* Supplied records:
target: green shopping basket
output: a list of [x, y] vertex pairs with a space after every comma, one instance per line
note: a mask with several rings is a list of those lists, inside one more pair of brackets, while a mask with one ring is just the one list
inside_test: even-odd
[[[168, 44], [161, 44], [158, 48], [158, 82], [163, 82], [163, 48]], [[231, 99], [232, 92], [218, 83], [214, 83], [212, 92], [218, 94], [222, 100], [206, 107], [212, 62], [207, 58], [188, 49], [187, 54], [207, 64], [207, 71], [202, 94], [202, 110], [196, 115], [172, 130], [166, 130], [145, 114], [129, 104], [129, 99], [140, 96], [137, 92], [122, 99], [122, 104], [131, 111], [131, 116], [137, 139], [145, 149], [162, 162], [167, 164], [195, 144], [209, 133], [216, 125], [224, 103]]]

* Exercise aim:
Reproduce the lines above, swapping "vertex pairs" for "coordinate pairs" and changing nothing else.

* Exercise output:
target: green shopping basket
output: a list of [x, y] coordinate pairs with a space after every comma, one instance per line
note: a mask with several rings is a list of those lists, inside one more pair of brackets, while a mask with one ring is just the one list
inside_test: even-odd
[[[168, 44], [161, 44], [158, 48], [158, 82], [163, 82], [163, 48]], [[231, 99], [232, 92], [218, 83], [214, 83], [212, 92], [218, 94], [222, 100], [206, 107], [212, 62], [207, 58], [188, 49], [187, 54], [207, 64], [207, 71], [202, 94], [202, 110], [196, 115], [172, 130], [166, 130], [145, 114], [129, 104], [129, 99], [140, 96], [137, 92], [122, 99], [122, 104], [131, 111], [131, 116], [137, 139], [145, 149], [162, 162], [167, 164], [195, 144], [209, 133], [216, 125], [224, 103]]]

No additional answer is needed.